◆ **To be done**:
Give the entries from the line that contains "Objective: a point on each instance of the hazy" through the end of the entries, both included, as a numbered list with blank lines left out. Leave the pictures out of your answer.

— begin Provided information —

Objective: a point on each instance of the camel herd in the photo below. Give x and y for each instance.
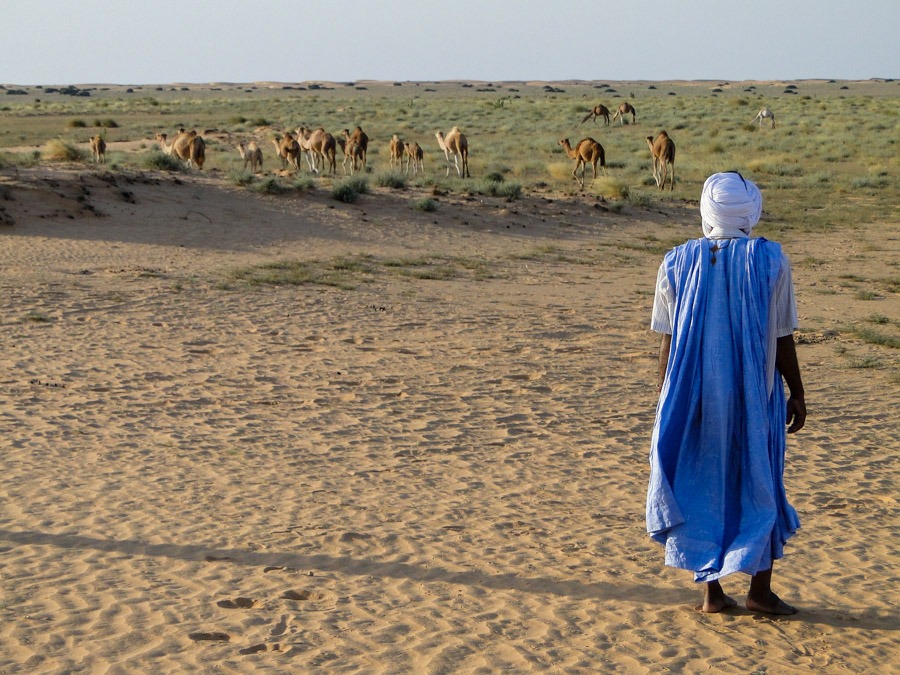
(320, 148)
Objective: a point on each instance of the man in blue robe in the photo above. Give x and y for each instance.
(725, 306)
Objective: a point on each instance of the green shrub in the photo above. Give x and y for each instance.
(304, 183)
(391, 180)
(348, 190)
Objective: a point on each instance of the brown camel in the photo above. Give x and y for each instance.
(353, 153)
(361, 139)
(416, 155)
(398, 149)
(587, 150)
(625, 109)
(187, 146)
(252, 156)
(312, 159)
(663, 150)
(322, 144)
(98, 149)
(455, 143)
(288, 150)
(599, 110)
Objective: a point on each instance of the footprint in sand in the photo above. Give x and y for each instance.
(295, 595)
(210, 637)
(237, 603)
(281, 627)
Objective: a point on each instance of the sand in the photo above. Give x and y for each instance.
(420, 475)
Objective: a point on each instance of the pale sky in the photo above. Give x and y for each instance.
(165, 41)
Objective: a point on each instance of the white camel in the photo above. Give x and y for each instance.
(98, 149)
(765, 114)
(252, 155)
(456, 144)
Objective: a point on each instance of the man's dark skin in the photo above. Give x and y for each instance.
(760, 597)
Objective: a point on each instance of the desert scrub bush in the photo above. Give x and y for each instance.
(491, 188)
(390, 179)
(58, 150)
(869, 182)
(160, 161)
(426, 204)
(348, 190)
(303, 183)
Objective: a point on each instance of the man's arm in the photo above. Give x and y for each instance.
(786, 362)
(664, 346)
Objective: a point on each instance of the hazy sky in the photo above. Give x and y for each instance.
(164, 41)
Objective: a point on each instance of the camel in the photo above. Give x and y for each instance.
(353, 152)
(98, 149)
(625, 109)
(416, 155)
(252, 155)
(397, 151)
(312, 159)
(587, 150)
(187, 146)
(663, 150)
(288, 150)
(456, 144)
(764, 114)
(599, 110)
(320, 143)
(361, 139)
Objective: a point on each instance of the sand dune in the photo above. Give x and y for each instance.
(419, 475)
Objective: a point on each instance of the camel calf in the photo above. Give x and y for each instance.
(625, 109)
(598, 110)
(398, 149)
(456, 144)
(416, 155)
(98, 149)
(663, 150)
(588, 151)
(252, 155)
(353, 152)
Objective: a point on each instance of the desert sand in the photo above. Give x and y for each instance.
(418, 475)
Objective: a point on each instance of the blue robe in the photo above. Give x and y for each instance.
(716, 496)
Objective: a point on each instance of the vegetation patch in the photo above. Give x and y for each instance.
(58, 150)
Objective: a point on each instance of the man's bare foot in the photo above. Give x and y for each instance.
(772, 605)
(718, 605)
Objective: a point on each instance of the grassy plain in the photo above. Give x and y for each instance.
(832, 159)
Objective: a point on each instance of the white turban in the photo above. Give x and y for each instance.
(730, 205)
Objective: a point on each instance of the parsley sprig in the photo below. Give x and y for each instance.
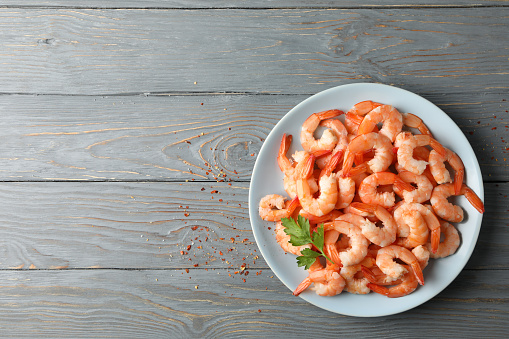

— end Provided information —

◆ **Result of this exercise**:
1. Objective: a point on each instance of the hazy sky in the photo above. Give x and y for each instance.
2. (164, 41)
3. Objective: a point on each instance of the camel in the photo above. Give x and y for each instance.
4. (353, 152)
5. (98, 149)
6. (625, 109)
7. (416, 155)
8. (252, 155)
9. (397, 151)
10. (312, 159)
11. (587, 150)
12. (187, 146)
13. (663, 150)
14. (288, 150)
15. (456, 144)
16. (764, 114)
17. (599, 110)
18. (320, 143)
19. (361, 139)
20. Objective: a point on each instance of the sand dune in the photo above. Give x and y for each instance.
21. (419, 475)
22. Objective: a point on each instance of the camel calf in the photo above. Give x and y for each instance.
23. (625, 109)
24. (598, 110)
25. (398, 149)
26. (456, 144)
27. (416, 155)
28. (98, 149)
29. (663, 150)
30. (588, 151)
31. (252, 155)
32. (353, 152)
33. Objective: a point on each instance of the desert sand in the photo above. Give x and y for each instance.
34. (418, 475)
35. Objective: a point on each instance of the blue robe in the photo above. Give x and y for each instance.
36. (716, 496)
37. Objective: a point on each instance of the vegetation patch in the photo above. Give x and y for each instance.
38. (58, 150)
39. Objective: a point on each instance of the man's bare foot in the photo above. Give x and y for each instance.
40. (772, 605)
41. (718, 605)
42. Objective: a point on each instance of the grassy plain in the photo above. Give x and y for each instance.
43. (832, 159)
44. Objective: a point on each instance of the white turban in the photo above. Give x and y for each instance.
45. (730, 205)
46. Objective: a point on each instance of the parsley sprig in the photo below. Give x and y for each instance.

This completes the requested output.